Category: Planning

GTP for BDD

Graphical Test Plan

I read a little about graphical test planning created by Hardeep Sharma and championed by David Bradley, both from Citrix. It’s a novel idea and sort of similar to the mind map test planning I have played around with. The difference is your not capturing features or various heuristics and test strategies in a mind map, you are mapping expected behavior only. Then you derive a test plan from the graphical understanding of the expected behavior of the system. I don’t know a lot about GTP, so this is a very watered down explanation. I won’t attempt to explain it, but you can read all about it:

Plan Business Driven Development with GTP

What interested me was the fact that I could abstract how we currently spec features into a GTP type model. I know the point of GTP is not to model features, but our specs model behavior and they happen to be captured in feature files. Its classic Behavior Driven Development (BDD) with Gherkin. We have a feature that defines some aspect of value that the system is expected to provide to users. In the feature we have various scenarios that describe the expected behaviors of the feature. Scenarios have steps that define pre-condition, action, and expectations (PAE) or in Gherkin, Given-When-Then (GWT) that define how a user would execute the scenario. We also have feature backgrounds which is a feature wide pre-condition that is shared by all scenarios in the feature.

What you should do >> Continue the text on graphical test planning for BDD from its last sentence.

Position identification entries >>
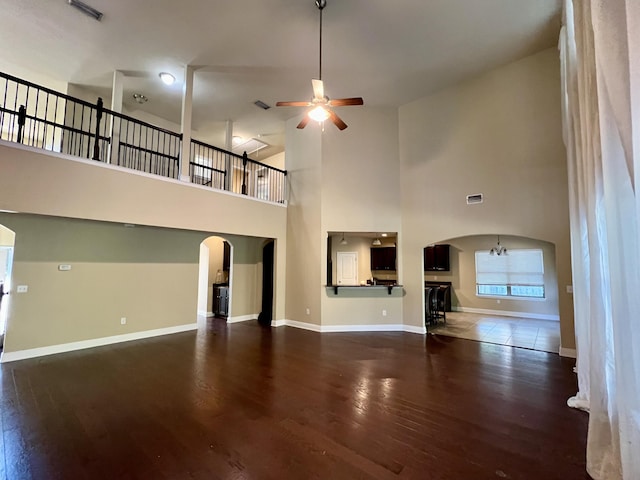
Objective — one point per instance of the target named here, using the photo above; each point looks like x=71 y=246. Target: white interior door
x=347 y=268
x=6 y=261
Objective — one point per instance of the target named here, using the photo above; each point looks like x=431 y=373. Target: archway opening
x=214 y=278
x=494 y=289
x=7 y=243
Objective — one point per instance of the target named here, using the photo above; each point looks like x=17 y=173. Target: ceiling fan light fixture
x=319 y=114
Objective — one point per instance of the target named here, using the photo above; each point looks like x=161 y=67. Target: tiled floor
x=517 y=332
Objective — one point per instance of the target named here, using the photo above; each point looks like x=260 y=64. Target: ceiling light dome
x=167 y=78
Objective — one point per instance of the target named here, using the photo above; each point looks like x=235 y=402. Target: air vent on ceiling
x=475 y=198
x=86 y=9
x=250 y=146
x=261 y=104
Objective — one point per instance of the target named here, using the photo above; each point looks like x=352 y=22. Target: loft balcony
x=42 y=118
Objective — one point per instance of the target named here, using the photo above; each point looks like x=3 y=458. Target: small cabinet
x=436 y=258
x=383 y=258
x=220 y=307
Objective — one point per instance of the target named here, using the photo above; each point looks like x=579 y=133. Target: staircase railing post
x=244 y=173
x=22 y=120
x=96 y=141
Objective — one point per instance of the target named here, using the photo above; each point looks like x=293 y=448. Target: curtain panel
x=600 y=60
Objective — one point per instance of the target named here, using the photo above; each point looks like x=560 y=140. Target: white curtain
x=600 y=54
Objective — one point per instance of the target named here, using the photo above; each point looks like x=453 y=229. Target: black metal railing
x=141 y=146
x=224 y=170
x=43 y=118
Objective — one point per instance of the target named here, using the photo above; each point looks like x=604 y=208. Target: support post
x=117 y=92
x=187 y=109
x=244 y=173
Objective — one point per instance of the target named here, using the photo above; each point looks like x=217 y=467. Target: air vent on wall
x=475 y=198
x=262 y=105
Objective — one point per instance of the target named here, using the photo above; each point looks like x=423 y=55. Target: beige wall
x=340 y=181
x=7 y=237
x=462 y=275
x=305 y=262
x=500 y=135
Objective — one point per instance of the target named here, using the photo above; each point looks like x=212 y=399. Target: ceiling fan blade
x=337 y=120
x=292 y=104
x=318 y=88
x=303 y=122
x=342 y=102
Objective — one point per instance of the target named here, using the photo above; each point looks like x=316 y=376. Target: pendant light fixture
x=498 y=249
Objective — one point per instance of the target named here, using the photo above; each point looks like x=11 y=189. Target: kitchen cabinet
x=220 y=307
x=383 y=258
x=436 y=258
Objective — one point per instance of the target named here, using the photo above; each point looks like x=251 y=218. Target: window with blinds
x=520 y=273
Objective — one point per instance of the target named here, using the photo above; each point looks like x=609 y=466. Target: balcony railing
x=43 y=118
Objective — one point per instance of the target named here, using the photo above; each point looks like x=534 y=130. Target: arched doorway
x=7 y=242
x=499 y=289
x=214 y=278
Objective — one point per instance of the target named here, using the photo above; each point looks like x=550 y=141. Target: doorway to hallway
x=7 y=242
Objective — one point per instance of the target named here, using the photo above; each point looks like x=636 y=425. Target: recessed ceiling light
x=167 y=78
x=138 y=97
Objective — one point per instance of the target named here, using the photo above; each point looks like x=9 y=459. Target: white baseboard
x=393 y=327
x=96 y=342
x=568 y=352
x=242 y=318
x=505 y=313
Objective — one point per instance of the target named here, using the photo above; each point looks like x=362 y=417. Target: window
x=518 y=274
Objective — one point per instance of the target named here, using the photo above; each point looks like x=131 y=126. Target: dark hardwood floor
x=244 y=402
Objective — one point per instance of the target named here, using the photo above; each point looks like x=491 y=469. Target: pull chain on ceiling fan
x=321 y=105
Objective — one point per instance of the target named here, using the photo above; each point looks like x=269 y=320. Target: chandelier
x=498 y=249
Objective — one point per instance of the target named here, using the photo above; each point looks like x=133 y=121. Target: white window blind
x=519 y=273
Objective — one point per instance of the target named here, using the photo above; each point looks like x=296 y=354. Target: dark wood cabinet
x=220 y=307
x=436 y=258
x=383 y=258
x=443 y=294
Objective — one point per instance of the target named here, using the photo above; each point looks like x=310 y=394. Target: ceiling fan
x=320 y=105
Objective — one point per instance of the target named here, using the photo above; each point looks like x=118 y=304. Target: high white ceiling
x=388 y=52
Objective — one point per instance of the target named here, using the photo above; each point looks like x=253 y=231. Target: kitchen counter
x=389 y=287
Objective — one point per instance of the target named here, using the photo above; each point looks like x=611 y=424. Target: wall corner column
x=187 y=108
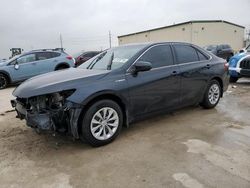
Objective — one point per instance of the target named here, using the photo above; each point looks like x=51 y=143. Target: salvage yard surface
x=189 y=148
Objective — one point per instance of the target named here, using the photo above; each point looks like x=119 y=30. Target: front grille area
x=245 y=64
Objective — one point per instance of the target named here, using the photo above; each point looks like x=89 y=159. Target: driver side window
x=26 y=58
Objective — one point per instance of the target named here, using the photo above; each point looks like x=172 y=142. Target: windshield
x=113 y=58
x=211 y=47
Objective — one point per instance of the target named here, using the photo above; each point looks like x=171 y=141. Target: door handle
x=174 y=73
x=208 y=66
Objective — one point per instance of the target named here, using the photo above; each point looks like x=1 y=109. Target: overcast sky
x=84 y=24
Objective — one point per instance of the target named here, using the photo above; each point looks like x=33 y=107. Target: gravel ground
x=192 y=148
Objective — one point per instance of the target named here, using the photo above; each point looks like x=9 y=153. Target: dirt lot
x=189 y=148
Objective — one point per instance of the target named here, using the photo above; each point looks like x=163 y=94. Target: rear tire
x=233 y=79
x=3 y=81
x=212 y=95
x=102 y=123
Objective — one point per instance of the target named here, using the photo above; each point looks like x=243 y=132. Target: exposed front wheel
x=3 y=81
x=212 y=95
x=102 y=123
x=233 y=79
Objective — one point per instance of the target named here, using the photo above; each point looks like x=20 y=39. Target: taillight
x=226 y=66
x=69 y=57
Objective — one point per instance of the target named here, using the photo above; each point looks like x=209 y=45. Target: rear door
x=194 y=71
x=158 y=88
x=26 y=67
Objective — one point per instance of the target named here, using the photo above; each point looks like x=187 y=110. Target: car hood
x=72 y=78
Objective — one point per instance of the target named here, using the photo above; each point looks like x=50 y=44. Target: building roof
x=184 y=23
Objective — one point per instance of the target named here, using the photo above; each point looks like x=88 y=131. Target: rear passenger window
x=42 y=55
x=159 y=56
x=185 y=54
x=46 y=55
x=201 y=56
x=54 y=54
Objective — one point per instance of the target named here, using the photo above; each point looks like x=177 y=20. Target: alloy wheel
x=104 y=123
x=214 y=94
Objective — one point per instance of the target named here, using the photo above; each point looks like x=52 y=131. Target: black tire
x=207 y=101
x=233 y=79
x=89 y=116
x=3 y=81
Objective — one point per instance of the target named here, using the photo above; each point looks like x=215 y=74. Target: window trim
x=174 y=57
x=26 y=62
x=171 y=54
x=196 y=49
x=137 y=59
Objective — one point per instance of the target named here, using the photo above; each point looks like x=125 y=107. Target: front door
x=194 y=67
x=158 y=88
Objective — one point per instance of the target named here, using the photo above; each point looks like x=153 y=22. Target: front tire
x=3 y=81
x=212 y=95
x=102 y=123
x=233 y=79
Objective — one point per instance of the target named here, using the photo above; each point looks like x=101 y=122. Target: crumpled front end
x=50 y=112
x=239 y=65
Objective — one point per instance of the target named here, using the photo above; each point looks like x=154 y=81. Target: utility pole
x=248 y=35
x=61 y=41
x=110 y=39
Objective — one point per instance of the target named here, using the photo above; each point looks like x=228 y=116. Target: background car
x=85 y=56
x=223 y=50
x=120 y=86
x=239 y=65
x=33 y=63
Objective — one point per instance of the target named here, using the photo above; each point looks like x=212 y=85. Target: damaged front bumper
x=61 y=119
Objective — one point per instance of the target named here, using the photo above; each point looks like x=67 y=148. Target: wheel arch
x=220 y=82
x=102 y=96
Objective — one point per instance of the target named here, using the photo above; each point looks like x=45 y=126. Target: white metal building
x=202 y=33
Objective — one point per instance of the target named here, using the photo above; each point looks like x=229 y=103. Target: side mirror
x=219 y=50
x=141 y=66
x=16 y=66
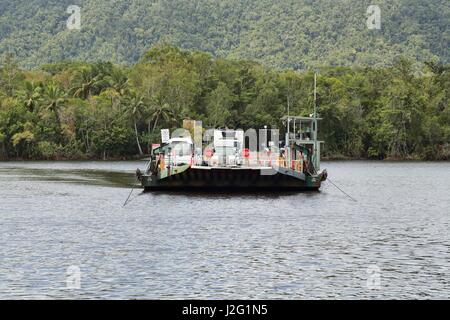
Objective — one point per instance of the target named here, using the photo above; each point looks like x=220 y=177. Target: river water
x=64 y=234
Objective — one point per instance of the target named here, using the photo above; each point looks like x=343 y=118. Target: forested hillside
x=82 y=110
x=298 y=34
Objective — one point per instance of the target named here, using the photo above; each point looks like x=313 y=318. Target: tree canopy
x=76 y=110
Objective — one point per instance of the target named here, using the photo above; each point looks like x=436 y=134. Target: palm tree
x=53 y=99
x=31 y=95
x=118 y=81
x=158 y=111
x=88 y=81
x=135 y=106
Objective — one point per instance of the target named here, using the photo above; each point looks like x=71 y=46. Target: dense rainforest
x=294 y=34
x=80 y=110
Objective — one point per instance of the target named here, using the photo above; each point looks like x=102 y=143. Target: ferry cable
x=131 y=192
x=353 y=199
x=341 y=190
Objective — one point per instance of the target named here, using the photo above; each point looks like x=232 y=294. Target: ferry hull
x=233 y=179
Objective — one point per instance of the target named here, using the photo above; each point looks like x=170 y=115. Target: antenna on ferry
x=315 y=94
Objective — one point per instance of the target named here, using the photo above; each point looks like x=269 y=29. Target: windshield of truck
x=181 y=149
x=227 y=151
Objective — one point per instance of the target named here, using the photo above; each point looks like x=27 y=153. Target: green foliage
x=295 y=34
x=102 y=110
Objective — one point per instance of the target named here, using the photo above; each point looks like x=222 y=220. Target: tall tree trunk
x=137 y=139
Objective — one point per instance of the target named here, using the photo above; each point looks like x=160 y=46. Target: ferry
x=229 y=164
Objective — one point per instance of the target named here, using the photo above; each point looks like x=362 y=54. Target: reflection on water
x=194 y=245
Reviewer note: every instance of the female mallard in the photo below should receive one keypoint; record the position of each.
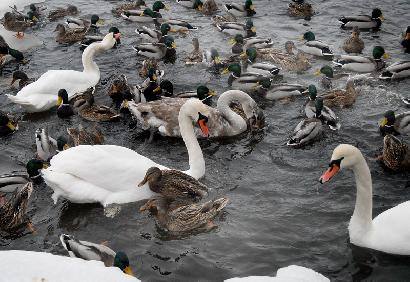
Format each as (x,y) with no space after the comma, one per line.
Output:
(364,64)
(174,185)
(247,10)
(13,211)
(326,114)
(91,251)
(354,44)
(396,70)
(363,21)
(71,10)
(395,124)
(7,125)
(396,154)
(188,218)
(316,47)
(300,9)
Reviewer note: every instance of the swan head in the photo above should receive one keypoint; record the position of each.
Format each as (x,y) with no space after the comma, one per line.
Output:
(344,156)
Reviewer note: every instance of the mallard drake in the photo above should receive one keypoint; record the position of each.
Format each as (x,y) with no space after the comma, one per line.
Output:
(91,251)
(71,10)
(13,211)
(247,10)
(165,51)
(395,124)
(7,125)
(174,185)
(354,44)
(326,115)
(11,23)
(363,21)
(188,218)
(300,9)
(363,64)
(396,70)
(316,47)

Reply to the exercise >>
I said we use Gherkin, but our new test runner transcends just GWT. We can define PAE in plain English without the GWT constraints, we can select the terms to describe PAE instead of being forced to use GWT which sometimes causes us to jump through hoops to force the GWT wording to sound correct. 

GTP Diagram

If we applied something like GTP we would model the scenarios, but there would be more hierarchy before we define the executable scenarios. We currently use tagging to group similar scenarios that exercise a specific subset of a feature’s scenarios. This allows us to provide faster feedback by running checks for just a subset instead of the entire feature when we are only concerned with changes to the subset. In a GTP’ish model the left most portion of the diagram would hold generalized behavior specs, similar to how we use tagging, and as we go to the right the behavior becomes more granular until we hit a demarcation point for executable scenarios that can then be expressed in a linked test case diagram (TCD). In the GTP there are ways to capture meta data like related requirement/ticket ID for traceability back to requirements. Also, meta for demarcation point (can’t think of better name) to link to the TCD or feature file that further defines it.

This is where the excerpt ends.